▸ **Set problem A**:
According to the Kindle article, why does Amazon take titles under 2,500 words off sale? Answer in one to three sentences.
▸ **Set problem B**:
Please transcribe the Kindle article word for word, starting with "This is from" and going on through "a fantasy writer.".
▸ **Set problem C**:
Finish out the next part of the Kindle article, picking up after its last sentence.

* Start Document *

This is from Galleycat:
Amazon Kindle Direct Publishing is reportedly planning to remove Kindle books that have fewer than 2,500 words.You can read the complete article here: Amazon Cracks Down on Kindle Books Under 2,500 Words.
At the KBoards site for Kindle readers and writers, one author shared a letter from Amazon that explained: “Content that is less than 2,500 words is often disappointing to our customers and does not provide an enjoyable reading experience.”
... A few of writers responded to the post saying they were selling books that were under 2,500 words at Amazon, including a speculative fiction author and a fantasy writer.
Here is the letter that Amazon sent out:
Hello,
During a quality assurance review of your KDP catalog we have found that the following book(s) are extremely short and may create a poor reading experience and do not meet our content quality expectations:
Name of Short
In the best interest of Kindle customers, we remove titles from sale that may create a poor customer experience. Content that is less than 2,500 words is often disappointing to our customers and does not provide an enjoyable reading experience.

* End Document *
* Start Stored records *

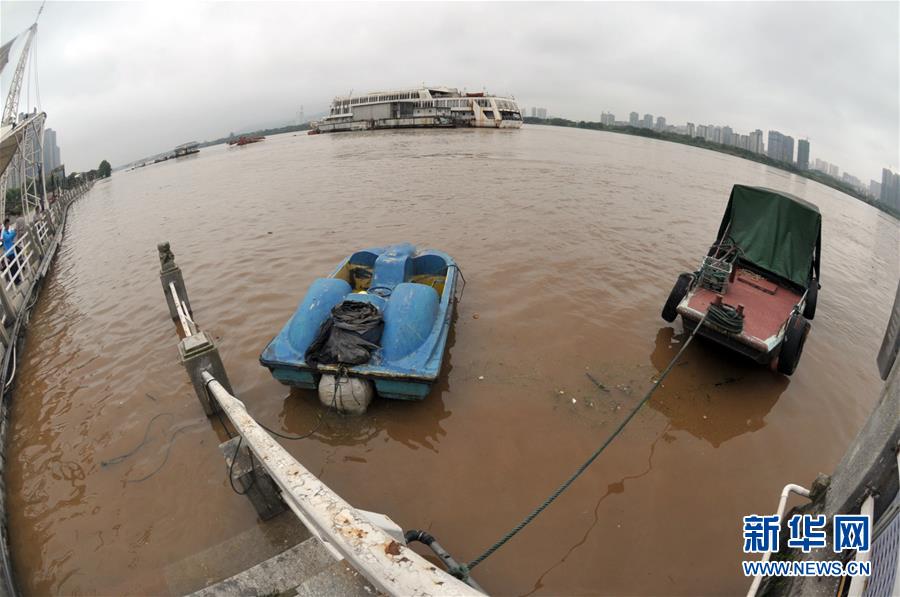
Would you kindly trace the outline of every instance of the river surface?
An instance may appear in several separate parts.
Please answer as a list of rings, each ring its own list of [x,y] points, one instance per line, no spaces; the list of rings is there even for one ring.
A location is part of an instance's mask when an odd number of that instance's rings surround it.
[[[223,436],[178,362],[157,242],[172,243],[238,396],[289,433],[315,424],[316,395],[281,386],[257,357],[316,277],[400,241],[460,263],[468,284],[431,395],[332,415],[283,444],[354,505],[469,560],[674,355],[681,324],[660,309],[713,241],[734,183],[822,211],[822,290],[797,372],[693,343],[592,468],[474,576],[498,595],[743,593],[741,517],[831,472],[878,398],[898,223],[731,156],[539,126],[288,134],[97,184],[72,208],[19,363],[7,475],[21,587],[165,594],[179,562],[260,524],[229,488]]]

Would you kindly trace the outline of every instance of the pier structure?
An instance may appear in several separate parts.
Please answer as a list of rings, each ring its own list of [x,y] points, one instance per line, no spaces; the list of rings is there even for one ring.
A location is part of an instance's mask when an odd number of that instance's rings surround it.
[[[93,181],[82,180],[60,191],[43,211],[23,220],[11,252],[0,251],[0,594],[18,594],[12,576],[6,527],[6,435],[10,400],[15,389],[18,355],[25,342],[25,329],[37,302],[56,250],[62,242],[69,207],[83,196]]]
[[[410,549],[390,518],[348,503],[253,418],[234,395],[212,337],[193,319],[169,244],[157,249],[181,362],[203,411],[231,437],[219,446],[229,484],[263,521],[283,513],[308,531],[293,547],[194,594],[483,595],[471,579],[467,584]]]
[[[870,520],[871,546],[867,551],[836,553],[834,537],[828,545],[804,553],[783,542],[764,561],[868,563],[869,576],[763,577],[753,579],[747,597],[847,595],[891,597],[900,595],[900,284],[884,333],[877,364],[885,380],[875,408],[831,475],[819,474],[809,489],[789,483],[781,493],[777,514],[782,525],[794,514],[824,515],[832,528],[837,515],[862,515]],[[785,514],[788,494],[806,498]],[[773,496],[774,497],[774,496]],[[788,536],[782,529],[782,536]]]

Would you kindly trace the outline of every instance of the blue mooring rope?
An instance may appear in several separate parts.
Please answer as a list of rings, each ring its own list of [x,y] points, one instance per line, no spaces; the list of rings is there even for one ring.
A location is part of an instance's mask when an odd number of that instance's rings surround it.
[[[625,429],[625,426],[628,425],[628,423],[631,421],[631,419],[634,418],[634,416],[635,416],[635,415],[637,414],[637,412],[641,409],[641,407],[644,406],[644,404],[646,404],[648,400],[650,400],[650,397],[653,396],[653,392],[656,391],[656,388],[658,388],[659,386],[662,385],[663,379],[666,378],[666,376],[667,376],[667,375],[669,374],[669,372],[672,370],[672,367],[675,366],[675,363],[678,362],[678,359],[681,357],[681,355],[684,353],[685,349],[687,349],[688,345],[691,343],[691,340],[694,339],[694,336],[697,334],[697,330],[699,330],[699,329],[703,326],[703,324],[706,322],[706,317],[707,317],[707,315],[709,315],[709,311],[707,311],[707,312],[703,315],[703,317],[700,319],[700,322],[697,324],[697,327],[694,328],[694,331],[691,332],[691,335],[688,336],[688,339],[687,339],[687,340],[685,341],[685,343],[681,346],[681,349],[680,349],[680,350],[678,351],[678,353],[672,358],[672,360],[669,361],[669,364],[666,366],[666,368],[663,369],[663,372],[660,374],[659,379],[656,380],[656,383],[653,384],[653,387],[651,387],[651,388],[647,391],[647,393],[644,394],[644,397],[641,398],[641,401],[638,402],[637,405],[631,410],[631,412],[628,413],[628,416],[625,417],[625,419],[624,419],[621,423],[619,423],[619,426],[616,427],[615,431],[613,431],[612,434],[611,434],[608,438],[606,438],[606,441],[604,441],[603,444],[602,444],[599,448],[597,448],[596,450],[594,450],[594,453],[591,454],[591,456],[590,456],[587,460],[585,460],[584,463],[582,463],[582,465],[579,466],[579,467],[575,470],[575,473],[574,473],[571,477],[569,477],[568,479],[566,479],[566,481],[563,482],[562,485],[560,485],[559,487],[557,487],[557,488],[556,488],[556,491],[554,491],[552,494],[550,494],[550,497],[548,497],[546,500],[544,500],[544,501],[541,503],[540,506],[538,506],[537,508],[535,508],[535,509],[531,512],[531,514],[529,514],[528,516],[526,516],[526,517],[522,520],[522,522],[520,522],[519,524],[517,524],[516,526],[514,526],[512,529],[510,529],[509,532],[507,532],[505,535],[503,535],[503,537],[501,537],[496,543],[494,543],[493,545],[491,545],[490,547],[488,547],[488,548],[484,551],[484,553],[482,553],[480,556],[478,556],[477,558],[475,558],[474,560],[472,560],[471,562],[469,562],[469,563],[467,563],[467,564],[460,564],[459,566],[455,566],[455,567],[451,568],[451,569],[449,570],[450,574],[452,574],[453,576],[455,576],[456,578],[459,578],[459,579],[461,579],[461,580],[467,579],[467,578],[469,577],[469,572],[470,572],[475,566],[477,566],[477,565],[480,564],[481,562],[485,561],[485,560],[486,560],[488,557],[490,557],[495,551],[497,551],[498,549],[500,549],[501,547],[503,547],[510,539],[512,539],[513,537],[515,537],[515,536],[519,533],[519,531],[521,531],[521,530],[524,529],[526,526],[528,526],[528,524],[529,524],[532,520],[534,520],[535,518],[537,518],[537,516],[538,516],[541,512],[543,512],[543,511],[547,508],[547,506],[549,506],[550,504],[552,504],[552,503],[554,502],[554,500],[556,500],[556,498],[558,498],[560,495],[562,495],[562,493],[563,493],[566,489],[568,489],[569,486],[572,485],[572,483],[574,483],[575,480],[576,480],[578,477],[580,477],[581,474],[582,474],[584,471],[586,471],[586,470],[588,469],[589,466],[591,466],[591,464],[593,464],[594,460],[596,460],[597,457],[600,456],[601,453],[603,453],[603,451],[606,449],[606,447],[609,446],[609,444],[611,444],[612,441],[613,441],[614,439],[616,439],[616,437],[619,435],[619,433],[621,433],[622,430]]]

* End Stored records *

▸ **Exercise output A**:
Amazon says content under 2,500 words often disappoints its customers and does not provide an enjoyable reading experience. In the best interest of Kindle customers, it removes titles from sale that may create a poor customer experience.

▸ **Exercise output B**:
This is from Galleycat:
Amazon Kindle Direct Publishing is reportedly planning to remove Kindle books that have fewer than 2,500 words.You can read the complete article here: Amazon Cracks Down on Kindle Books Under 2,500 Words.
At the KBoards site for Kindle readers and writers, one author shared a letter from Amazon that explained: “Content that is less than 2,500 words is often disappointing to our customers and does not provide an enjoyable reading experience.”
... A few of writers responded to the post saying they were selling books that were under 2,500 words at Amazon, including a speculative fiction author and a fantasy writer.

▸ **Exercise output C**:
We ask that you fix the above book(s), as well as all of your catalog’s affected books, with additional content that is both unique and related to your book. Once you have ensured your book(s) would create a good customer experience, re-submit them for publishing within 5 business days. If your books have not been corrected by that time, they will be removed from sale in the Kindle Store. If the updates require more time, please unpublish your books.(Amazon going after short shorts)
Question: What do you think? Should Amazon leave it up to authors to determine the minimum length of their stories or should there be a minimum length so readers don't pay, say, $2.99 for a 1000 word story?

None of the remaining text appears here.